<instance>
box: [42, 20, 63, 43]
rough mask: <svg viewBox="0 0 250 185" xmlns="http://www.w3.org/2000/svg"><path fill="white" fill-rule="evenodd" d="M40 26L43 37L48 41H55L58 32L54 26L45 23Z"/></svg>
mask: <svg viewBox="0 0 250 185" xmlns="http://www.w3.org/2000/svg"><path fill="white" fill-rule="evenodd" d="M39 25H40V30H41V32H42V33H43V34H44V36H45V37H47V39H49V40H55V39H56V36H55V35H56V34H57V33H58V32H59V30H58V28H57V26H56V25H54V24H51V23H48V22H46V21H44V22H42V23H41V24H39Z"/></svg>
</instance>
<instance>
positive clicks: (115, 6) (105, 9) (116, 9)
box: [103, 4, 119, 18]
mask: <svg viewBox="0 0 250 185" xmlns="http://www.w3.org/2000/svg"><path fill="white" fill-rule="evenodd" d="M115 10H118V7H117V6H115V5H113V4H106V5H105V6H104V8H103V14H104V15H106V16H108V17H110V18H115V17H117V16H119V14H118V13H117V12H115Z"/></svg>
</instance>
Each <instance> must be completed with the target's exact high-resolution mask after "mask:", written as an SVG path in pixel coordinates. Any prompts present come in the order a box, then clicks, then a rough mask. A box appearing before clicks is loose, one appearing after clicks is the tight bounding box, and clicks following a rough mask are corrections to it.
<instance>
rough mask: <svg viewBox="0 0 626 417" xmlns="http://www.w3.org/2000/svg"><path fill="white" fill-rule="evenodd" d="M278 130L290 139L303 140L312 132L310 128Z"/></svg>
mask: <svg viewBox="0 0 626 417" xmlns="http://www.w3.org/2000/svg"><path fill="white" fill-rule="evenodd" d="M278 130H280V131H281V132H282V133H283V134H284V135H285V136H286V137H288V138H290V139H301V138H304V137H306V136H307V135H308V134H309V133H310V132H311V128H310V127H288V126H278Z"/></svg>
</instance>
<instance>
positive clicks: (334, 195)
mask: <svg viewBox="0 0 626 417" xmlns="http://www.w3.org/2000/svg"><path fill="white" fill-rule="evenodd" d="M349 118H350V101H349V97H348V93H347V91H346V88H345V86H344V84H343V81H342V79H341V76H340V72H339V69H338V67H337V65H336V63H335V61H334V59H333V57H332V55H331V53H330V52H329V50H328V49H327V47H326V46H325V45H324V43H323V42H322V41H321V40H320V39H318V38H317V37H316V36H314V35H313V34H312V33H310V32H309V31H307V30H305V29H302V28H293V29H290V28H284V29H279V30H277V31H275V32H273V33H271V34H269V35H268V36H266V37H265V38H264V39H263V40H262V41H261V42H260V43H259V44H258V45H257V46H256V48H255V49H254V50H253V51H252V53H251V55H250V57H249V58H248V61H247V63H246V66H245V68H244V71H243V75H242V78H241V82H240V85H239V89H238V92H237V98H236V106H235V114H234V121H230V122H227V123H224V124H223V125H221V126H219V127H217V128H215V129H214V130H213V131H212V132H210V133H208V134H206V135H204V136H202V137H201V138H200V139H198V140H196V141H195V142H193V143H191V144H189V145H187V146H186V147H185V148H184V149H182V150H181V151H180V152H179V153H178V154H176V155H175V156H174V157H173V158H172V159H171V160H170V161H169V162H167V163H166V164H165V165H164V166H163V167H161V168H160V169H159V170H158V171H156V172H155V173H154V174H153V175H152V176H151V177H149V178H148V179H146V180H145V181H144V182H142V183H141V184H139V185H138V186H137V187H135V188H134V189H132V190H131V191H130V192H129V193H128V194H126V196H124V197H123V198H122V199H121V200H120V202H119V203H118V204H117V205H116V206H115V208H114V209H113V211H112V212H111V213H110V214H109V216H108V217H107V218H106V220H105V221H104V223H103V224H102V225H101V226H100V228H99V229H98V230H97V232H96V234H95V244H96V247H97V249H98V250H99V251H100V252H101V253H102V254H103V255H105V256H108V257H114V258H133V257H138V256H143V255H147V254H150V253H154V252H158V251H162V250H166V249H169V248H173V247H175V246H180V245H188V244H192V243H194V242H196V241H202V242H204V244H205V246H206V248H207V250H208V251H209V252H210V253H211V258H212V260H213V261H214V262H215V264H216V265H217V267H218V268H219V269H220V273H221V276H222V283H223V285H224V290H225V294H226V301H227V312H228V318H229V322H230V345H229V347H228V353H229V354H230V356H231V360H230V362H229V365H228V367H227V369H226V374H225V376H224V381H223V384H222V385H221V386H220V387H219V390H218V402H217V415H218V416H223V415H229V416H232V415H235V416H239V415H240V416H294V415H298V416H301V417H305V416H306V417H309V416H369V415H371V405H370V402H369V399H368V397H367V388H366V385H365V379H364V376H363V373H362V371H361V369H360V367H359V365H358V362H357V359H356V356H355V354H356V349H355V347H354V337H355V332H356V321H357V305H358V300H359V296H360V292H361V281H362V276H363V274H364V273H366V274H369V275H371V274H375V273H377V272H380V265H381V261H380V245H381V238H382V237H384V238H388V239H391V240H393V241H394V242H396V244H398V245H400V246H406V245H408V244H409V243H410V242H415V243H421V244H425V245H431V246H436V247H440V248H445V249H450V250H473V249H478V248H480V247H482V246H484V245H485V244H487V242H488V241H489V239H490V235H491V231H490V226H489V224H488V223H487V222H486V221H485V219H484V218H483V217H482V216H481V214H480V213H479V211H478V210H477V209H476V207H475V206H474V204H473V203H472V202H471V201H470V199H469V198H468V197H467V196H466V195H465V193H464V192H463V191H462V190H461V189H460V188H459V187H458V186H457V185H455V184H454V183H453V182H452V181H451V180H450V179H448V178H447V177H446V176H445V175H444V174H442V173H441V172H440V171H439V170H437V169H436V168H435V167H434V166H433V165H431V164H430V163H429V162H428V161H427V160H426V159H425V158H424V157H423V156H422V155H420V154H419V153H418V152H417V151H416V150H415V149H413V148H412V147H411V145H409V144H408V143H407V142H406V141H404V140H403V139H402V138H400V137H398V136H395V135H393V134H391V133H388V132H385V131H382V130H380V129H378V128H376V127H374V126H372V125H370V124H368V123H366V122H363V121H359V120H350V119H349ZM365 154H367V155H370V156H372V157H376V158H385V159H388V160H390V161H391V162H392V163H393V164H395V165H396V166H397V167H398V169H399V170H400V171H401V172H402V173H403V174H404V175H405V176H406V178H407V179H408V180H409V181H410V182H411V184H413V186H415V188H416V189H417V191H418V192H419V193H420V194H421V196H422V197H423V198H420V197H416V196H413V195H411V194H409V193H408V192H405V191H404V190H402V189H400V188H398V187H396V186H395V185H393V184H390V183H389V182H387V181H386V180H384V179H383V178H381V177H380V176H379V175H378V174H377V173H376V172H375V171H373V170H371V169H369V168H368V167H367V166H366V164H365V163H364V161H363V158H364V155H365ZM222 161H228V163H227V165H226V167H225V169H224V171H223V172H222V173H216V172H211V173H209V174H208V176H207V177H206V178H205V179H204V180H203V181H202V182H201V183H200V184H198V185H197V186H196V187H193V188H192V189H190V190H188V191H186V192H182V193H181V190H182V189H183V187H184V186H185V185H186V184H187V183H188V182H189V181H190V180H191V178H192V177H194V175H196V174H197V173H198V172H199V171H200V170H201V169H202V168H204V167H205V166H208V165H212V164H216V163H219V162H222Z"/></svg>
————
## TASK GOAL
Transcribe the material above in its entirety. Match it exactly.

## RESPONSE BOX
<instance>
box: [42, 20, 63, 43]
rough mask: <svg viewBox="0 0 250 185" xmlns="http://www.w3.org/2000/svg"><path fill="white" fill-rule="evenodd" d="M40 26L43 37L48 41H55L58 32L54 26L45 23Z"/></svg>
mask: <svg viewBox="0 0 250 185" xmlns="http://www.w3.org/2000/svg"><path fill="white" fill-rule="evenodd" d="M39 25H40V30H41V32H42V33H43V34H44V36H45V37H47V39H49V40H55V39H56V36H55V35H56V34H57V33H58V32H59V30H58V28H57V26H56V25H54V24H51V23H48V22H46V21H44V22H42V23H41V24H39Z"/></svg>
</instance>
<instance>
positive clicks: (115, 6) (105, 9) (116, 9)
box: [103, 4, 119, 18]
mask: <svg viewBox="0 0 250 185" xmlns="http://www.w3.org/2000/svg"><path fill="white" fill-rule="evenodd" d="M115 10H118V7H117V6H115V5H113V4H106V5H105V6H104V8H103V14H104V15H106V16H108V17H110V18H115V17H117V16H119V14H118V13H117V12H115Z"/></svg>
</instance>
Each <instance> must be completed with the target's exact high-resolution mask after "mask:", written as an SVG path in pixel coordinates. Any prompts present come in the order a box, then clicks, then a rough mask. A box appearing before clicks is loose, one appearing after clicks is the tight bounding box, and clicks following a rough mask are corrections to it.
<instance>
rough mask: <svg viewBox="0 0 626 417" xmlns="http://www.w3.org/2000/svg"><path fill="white" fill-rule="evenodd" d="M278 130L290 139L303 140L312 132L310 128Z"/></svg>
mask: <svg viewBox="0 0 626 417" xmlns="http://www.w3.org/2000/svg"><path fill="white" fill-rule="evenodd" d="M278 130H280V131H281V132H282V133H283V134H284V135H285V136H286V137H288V138H290V139H301V138H304V137H306V136H307V135H308V134H309V133H310V132H311V128H310V127H288V126H278Z"/></svg>
</instance>
<instance>
positive clicks: (334, 195)
mask: <svg viewBox="0 0 626 417" xmlns="http://www.w3.org/2000/svg"><path fill="white" fill-rule="evenodd" d="M349 118H350V101H349V97H348V93H347V91H346V88H345V86H344V84H343V81H342V79H341V76H340V72H339V69H338V67H337V65H336V63H335V61H334V59H333V57H332V55H331V53H330V52H329V50H328V49H327V47H326V46H325V45H324V43H323V42H322V41H321V40H320V39H318V38H317V37H316V36H314V35H313V34H312V33H310V32H309V31H307V30H305V29H302V28H293V29H290V28H284V29H279V30H277V31H275V32H273V33H271V34H269V35H268V36H266V37H265V38H264V39H263V40H262V41H261V42H260V43H259V44H258V45H257V46H256V48H255V49H254V50H253V51H252V53H251V55H250V57H249V58H248V61H247V63H246V66H245V68H244V71H243V75H242V78H241V82H240V85H239V89H238V92H237V98H236V106H235V114H234V121H230V122H227V123H224V124H223V125H221V126H219V127H217V128H215V129H214V130H213V131H212V132H210V133H208V134H206V135H204V136H202V137H201V138H200V139H198V140H196V141H195V142H193V143H191V144H189V145H187V146H186V147H185V148H184V149H182V150H181V151H180V152H179V153H178V154H176V155H175V156H174V157H173V158H172V159H171V160H170V161H169V162H167V163H166V164H165V165H164V166H163V167H161V168H160V169H159V170H158V171H156V172H155V173H154V174H153V175H152V176H151V177H149V178H148V179H146V180H145V181H144V182H142V183H141V184H139V185H138V186H137V187H135V188H134V189H132V190H131V191H130V192H129V193H128V194H126V196H124V197H123V198H122V199H121V200H120V202H119V203H118V204H117V205H116V206H115V208H114V209H113V211H112V212H111V213H110V214H109V216H108V217H107V218H106V220H105V221H104V223H103V224H102V225H101V226H100V228H99V229H98V230H97V232H96V234H95V244H96V247H97V249H98V250H99V251H100V252H101V253H102V254H103V255H105V256H108V257H114V258H133V257H138V256H143V255H147V254H150V253H154V252H158V251H162V250H166V249H169V248H173V247H175V246H180V245H188V244H192V243H194V242H196V241H202V242H204V244H205V246H206V248H207V250H208V251H209V252H210V253H211V258H212V260H213V261H214V262H215V264H216V265H217V267H218V268H219V269H220V273H221V276H222V283H223V285H224V290H225V294H226V301H227V312H228V318H229V322H230V345H229V347H228V353H229V354H230V356H231V360H230V362H229V365H228V367H227V369H226V374H225V376H224V381H223V384H222V385H221V386H220V387H219V390H218V402H217V415H218V416H223V415H229V416H232V415H235V416H239V415H240V416H294V415H298V416H301V417H305V416H306V417H309V416H369V415H371V405H370V402H369V399H368V397H367V388H366V385H365V379H364V376H363V373H362V371H361V369H360V367H359V365H358V362H357V359H356V356H355V354H356V349H355V347H354V337H355V332H356V321H357V305H358V300H359V296H360V292H361V281H362V276H363V274H364V273H366V274H369V275H371V274H375V273H377V272H380V265H381V261H380V245H381V238H382V237H384V238H388V239H391V240H393V241H394V242H396V244H398V245H400V246H406V245H408V244H409V243H410V242H415V243H421V244H425V245H431V246H436V247H440V248H445V249H450V250H473V249H478V248H480V247H482V246H484V245H485V244H487V242H488V241H489V239H490V235H491V231H490V226H489V224H488V223H487V222H486V221H485V219H484V218H483V217H482V216H481V214H480V213H479V211H478V210H477V209H476V207H475V206H474V204H473V203H472V202H471V201H470V199H469V198H468V197H467V196H466V195H465V193H464V192H463V191H462V190H461V189H460V188H459V187H458V186H457V185H455V184H454V183H453V182H452V181H451V180H450V179H448V178H447V177H446V176H445V175H444V174H442V173H441V172H440V171H439V170H437V169H436V168H435V167H434V166H433V165H431V164H430V163H429V162H428V161H427V160H426V159H425V158H424V157H423V156H422V155H420V154H419V153H418V152H417V151H416V150H415V149H413V148H412V147H411V145H409V144H408V143H407V142H406V141H404V140H403V139H402V138H400V137H398V136H395V135H393V134H391V133H388V132H385V131H382V130H380V129H378V128H376V127H374V126H372V125H370V124H368V123H366V122H363V121H359V120H350V119H349ZM365 154H367V155H370V156H372V157H376V158H385V159H388V160H390V161H391V162H392V163H393V164H395V165H396V166H397V167H398V169H399V170H400V171H401V172H402V173H403V174H404V175H405V176H406V178H407V179H408V180H409V181H410V182H411V184H413V186H415V188H416V189H417V191H418V192H419V193H420V194H421V196H422V197H423V198H420V197H416V196H413V195H411V194H409V193H408V192H405V191H404V190H402V189H400V188H398V187H396V186H395V185H393V184H390V183H389V182H387V181H386V180H384V179H383V178H381V177H380V176H379V175H378V174H377V173H376V172H375V171H373V170H371V169H369V168H368V167H367V166H366V164H365V163H364V161H363V158H364V155H365ZM222 161H228V163H227V165H226V167H225V169H224V171H223V172H222V173H216V172H211V173H209V174H208V176H207V177H206V178H205V179H204V180H203V181H202V182H201V183H200V184H198V185H197V186H196V187H193V188H192V189H190V190H188V191H186V192H182V193H181V190H182V189H183V187H184V186H185V185H186V184H187V183H188V182H189V181H190V180H191V178H192V177H194V175H196V174H197V173H198V172H199V171H200V170H201V169H202V168H204V167H205V166H208V165H212V164H216V163H219V162H222Z"/></svg>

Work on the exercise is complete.